FRAGMENT TEKSTU »

Reklama

Polityka obronna

3 proc. PKB na obronność w NATO coraz bliżej

szczyt nato w waszyngtonie
Szczyt NATO w Waszyngtonie (2024).
Autor. NATO North Atlantic Treaty Organization/Flickr/CC BY-NC-ND 2.0

Świadomość rosyjskiego zagrożenia sprawia, że coraz więcej państw należących do NATO zgadza się na zwiększenie wydatków na zbrojenia. Próg 2 proc. PKB został przekroczony już przez zdecydowaną większość członków. Przyszedł moment na ustanowienie kolejnego celu, a ten może być osiągnięty już w 2030 roku.

W chwili obecnej 23 państwa należące do Sojuszu Północnoatlantyckiego (z 32 członków NATO) przeznaczają co najmniej 2 proc. Produktu Krajowego Brutto na wydatki związane z obronnością. Realizują w ten sposób postanowienia szczytu sojuszu z walijskiego Newport z 2014 roku, które obligowały państwa do przeznaczania wyznaczonego minimum do 2024 roku. Choć ostatecznie nie wszyscy członkowie NATO wywiązali się z powyższych zobowiązań (m.in. Włochy czy Hiszpania) to coraz więcej wskazuje na to, że sojusz w najbliższym czasie zadecyduje o kolejnym podwyższeniu wydatkowej poprzeczki.

Reklama

Szczyt NATO w Hadze przełomowy?

Według informacji podanych przez „Financial Times” podczas przyszłorocznego szczytu Sojuszu Północnoatlantyckiego, który będzie miał miejsce w czerwcu w holenderskiej Hadze, może zapaść decyzja o tym, że kraje NATO będą zobligowane do wydawania co najmniej 3 proc. PKB na obronność. Taki pomysł miał być omawiany podczas ostatniego spotkania ministrów spraw zagranicznych państw sojuszu, które odbyło się w dniach 3-4 grudnia w Brukseli.

Czytaj też

Według źródeł „FT” na stole leży kilka możliwych propozycji. Jedna z nich przedstawia pomysł krótkoterminowego zobowiązania członków NATO do osiągnięcia 2,5 proc. PKB w najbliższych latach, natomiast do roku 2030 wszyscy tworzący sojusz mieliby już przeznaczać 3 proc. na zbrojenia.

Reklama

Coraz więcej zwolenników

Kierunek, w którym podąża NATO wydaje się być zrozumiały i zgodny z linią prezentowaną przez poszczególnych polityków. Przypomnijmy, że jeszcze przed ostatnim szczytem sojuszu, do którego doszło w lipcu tego roku w Waszyngtonie, propozycję narzucenia minimum 3 proc. PKB na obronność promował prezydent Andrzej Duda.

POLECENIA »
A) Oceń, czy poniższe stwierdzenia zgadzają się z tekstem o wydatkach NATO na obronność. Każdą odpowiedź (tak lub nie) uzasadnij dokładnym cytatem z tekstu.
(i) Obecnie 23 z 32 państw NATO przeznacza na obronność co najmniej 2 proc. PKB.
(ii) Spotkanie ministrów spraw zagranicznych państw sojuszu odbyło się w Hadze.
(iii) Przed szczytem w Waszyngtonie prezydent Andrzej Duda promował propozycję minimum 3 proc. PKB na obronność.
B) Przepisz dokładnie fragment tekstu o wydatkach NATO na obronność od słów „Według informacji podanych” aż do słów „grudnia w Brukseli.” włącznie.
Korzystaj wyłącznie z powyższego tekstu.

Blok danych:
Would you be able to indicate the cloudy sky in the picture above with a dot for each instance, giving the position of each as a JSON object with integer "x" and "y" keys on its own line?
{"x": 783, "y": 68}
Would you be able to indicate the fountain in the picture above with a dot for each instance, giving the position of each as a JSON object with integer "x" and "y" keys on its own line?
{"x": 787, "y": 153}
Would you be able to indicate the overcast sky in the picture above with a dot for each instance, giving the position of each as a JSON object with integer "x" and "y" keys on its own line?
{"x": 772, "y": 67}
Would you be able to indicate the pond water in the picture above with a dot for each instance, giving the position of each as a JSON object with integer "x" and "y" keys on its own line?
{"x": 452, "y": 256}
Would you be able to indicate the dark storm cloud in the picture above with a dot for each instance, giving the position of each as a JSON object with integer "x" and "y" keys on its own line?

ODPOWIEDZI DO POLECEŃ »
A)
(i) Tak: „W chwili obecnej 23 państwa należące do Sojuszu Północnoatlantyckiego (z 32 członków NATO) przeznaczają co najmniej 2 proc. Produktu Krajowego Brutto na wydatki związane z obronnością.”
(ii) Nie: „które odbyło się w dniach 3-4 grudnia w Brukseli.”
(iii) Tak: „jeszcze przed ostatnim szczytem sojuszu, do którego doszło w lipcu tego roku w Waszyngtonie, propozycję narzucenia minimum 3 proc. PKB na obronność promował prezydent Andrzej Duda.”

B)
Według informacji podanych przez „Financial Times” podczas przyszłorocznego szczytu Sojuszu Północnoatlantyckiego, który będzie miał miejsce w czerwcu w holenderskiej Hadze, może zapaść decyzja o tym, że kraje NATO będą zobligowane do wydawania co najmniej 3 proc. PKB na obronność. Taki pomysł miał być omawiany podczas ostatniego spotkania ministrów spraw zagranicznych państw sojuszu, które odbyło się w dniach 3-4 grudnia w Brukseli.